Write out the records below word for word, from the line with "of the thin" through the end of the records, both ends included. Leave the pictures out.

——

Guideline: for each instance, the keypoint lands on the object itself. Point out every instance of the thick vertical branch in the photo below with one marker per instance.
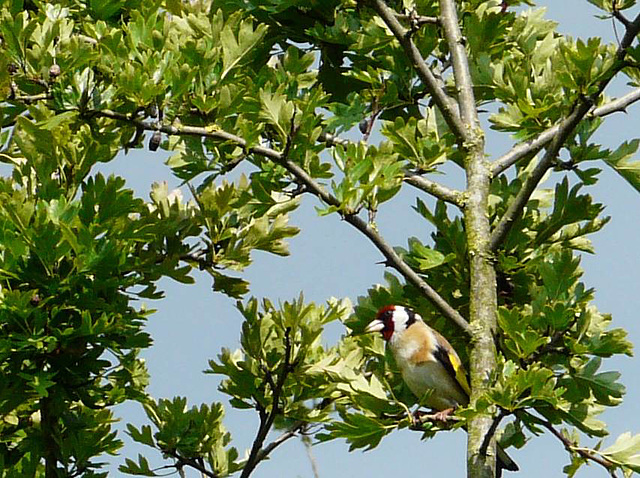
(483, 299)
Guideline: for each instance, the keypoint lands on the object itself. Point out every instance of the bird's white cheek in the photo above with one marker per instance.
(403, 350)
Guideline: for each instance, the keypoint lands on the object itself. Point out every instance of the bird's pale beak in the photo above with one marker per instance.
(375, 326)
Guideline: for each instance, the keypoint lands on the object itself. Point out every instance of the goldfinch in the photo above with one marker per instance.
(429, 365)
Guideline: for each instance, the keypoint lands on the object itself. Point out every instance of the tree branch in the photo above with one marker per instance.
(565, 129)
(418, 20)
(267, 420)
(464, 84)
(445, 103)
(431, 187)
(183, 461)
(436, 189)
(481, 455)
(532, 146)
(392, 258)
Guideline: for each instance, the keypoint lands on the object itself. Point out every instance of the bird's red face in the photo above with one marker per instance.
(390, 319)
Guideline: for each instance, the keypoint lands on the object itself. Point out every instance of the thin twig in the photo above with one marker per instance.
(267, 419)
(572, 448)
(532, 146)
(565, 129)
(183, 461)
(492, 430)
(392, 258)
(445, 103)
(306, 441)
(436, 189)
(418, 20)
(28, 99)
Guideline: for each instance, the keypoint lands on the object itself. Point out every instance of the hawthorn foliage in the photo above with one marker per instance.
(282, 87)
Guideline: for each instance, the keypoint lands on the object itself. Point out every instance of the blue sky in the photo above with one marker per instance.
(329, 258)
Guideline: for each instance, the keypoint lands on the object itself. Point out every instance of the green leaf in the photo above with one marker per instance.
(359, 430)
(620, 161)
(625, 452)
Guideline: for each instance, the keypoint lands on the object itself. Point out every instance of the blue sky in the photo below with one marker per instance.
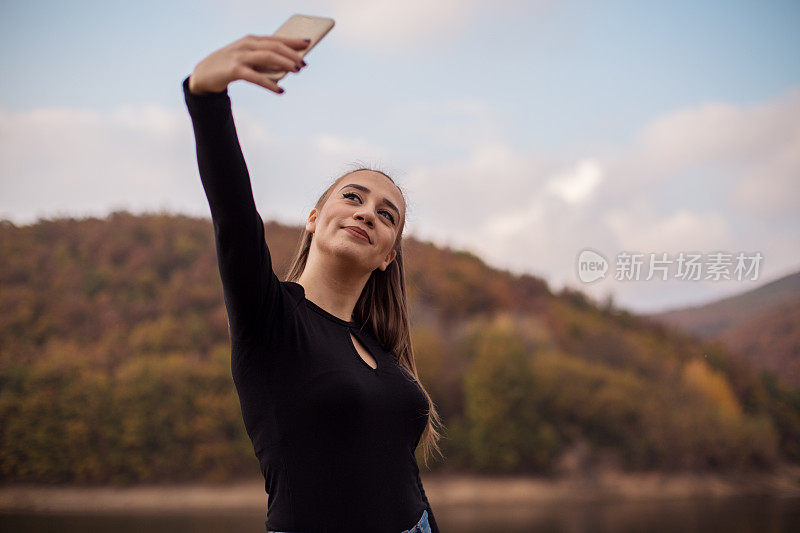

——

Solved problem:
Guideline: for each instance, the keypoint lands on the object itself. Point out every instance of the thin twig in the photo above with one marker per instance.
(267, 419)
(572, 448)
(532, 146)
(565, 129)
(183, 461)
(492, 430)
(392, 258)
(445, 103)
(306, 441)
(436, 189)
(418, 20)
(28, 99)
Guideline: for each instance, the keypoint lands on the object itself. Point out every instance of the hawthorn foliage in the photo above with one marker per instance.
(282, 87)
Guideline: for each instance, the keypoint lands on the object itself. Point out every instance of the blue sky in the photo above with one marker per instance.
(329, 258)
Guideline: for each instance, the keypoint lands on the object itself. Point out every instance of the green leaf in the photo above with one marker per instance.
(359, 430)
(620, 161)
(625, 452)
Guideline: for each instance, the keypoint lands on the object itself. Point out every instance of the blue sky in the photo below with one marker per instance.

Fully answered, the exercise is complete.